Exercise objective: Word for word, set down the lines from the one that contains "x=226, y=254" through the final line of the data; no pictures belong in the copy.

[Source records]
Segment Open

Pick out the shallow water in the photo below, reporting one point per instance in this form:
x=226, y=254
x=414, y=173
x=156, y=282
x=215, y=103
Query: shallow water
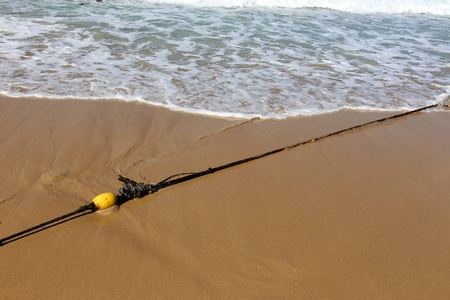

Segment Closed

Answer space:
x=226, y=254
x=414, y=173
x=156, y=282
x=215, y=103
Query: shallow water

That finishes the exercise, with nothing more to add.